**Records supplied:**
═══
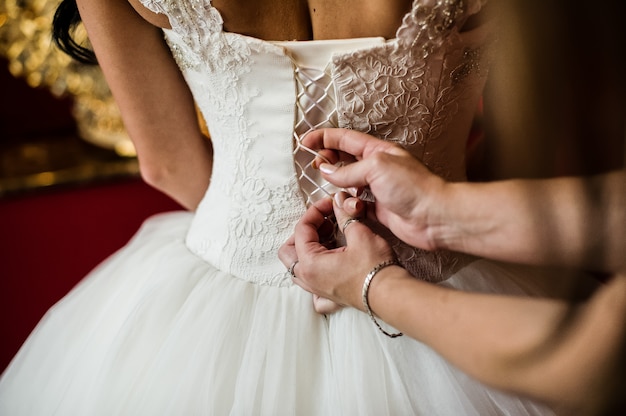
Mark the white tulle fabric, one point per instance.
(197, 316)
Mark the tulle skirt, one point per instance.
(154, 330)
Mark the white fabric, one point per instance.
(197, 316)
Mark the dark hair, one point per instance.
(66, 18)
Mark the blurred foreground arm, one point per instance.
(575, 221)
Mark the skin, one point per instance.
(156, 105)
(531, 346)
(427, 212)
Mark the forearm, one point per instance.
(564, 221)
(543, 348)
(156, 105)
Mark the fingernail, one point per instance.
(339, 198)
(353, 203)
(327, 168)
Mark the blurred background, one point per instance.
(70, 192)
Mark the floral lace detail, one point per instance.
(407, 91)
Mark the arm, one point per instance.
(572, 221)
(562, 353)
(156, 106)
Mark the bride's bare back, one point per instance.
(303, 20)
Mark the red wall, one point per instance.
(49, 240)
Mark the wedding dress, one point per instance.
(197, 316)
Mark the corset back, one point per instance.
(419, 90)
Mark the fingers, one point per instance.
(345, 140)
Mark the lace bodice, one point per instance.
(419, 89)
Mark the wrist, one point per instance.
(445, 216)
(365, 296)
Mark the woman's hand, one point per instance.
(408, 196)
(337, 274)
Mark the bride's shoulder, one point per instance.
(157, 19)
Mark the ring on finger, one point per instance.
(348, 222)
(291, 272)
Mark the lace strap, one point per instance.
(194, 17)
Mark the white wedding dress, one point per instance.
(196, 315)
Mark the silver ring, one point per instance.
(348, 222)
(293, 265)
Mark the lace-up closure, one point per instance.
(316, 109)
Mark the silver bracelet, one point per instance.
(366, 288)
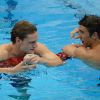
═══
**Your objective:** Print every record exactly without the images.

**Answer space:**
Mark the white tulle fabric, one point per instance.
(197, 316)
Mark the tulle skirt, one point per instance.
(154, 330)
Mark the white fabric, one point per instance.
(197, 316)
Mark the dark hair, one point per instance.
(66, 18)
Mark the blurred foreground arm, one point per instance.
(575, 221)
Mark the skin, one point per instance.
(156, 105)
(531, 346)
(427, 212)
Mark the forearm, one point per instance.
(564, 221)
(543, 348)
(156, 105)
Mark the fingernail, one point per instance.
(339, 198)
(353, 203)
(327, 168)
Mark the blurred background, one point per instance.
(70, 192)
Mark the floral lace detail, one point per instance.
(407, 91)
Mark the arm, one point per instance.
(572, 221)
(562, 353)
(156, 106)
Mark the bride's bare back, one point per instance.
(303, 20)
Mark the red wall, one point per instance.
(49, 240)
Mark the wedding dress, one point per instance.
(197, 316)
Mark the corset back, one point per instance.
(419, 90)
Mark the fingers, one point per instance.
(345, 140)
Mark the lace bodice, one point per instance.
(419, 89)
Mark the wrist, one point per instance.
(445, 216)
(365, 296)
Mark the woman's hand, one point per instance.
(408, 196)
(337, 274)
Mark the bride's shoulder, one point per instance.
(157, 19)
Mark the ring on finger, one point per instance.
(348, 222)
(291, 272)
Mark the lace strap, one point per instance.
(194, 17)
Mark the white wedding dress, one point per instance.
(196, 315)
Mark the silver ring, one point per instance.
(348, 222)
(293, 265)
Mark the lace-up closure, one point per instance.
(316, 109)
Mark the silver bracelet, one point per instance.
(366, 288)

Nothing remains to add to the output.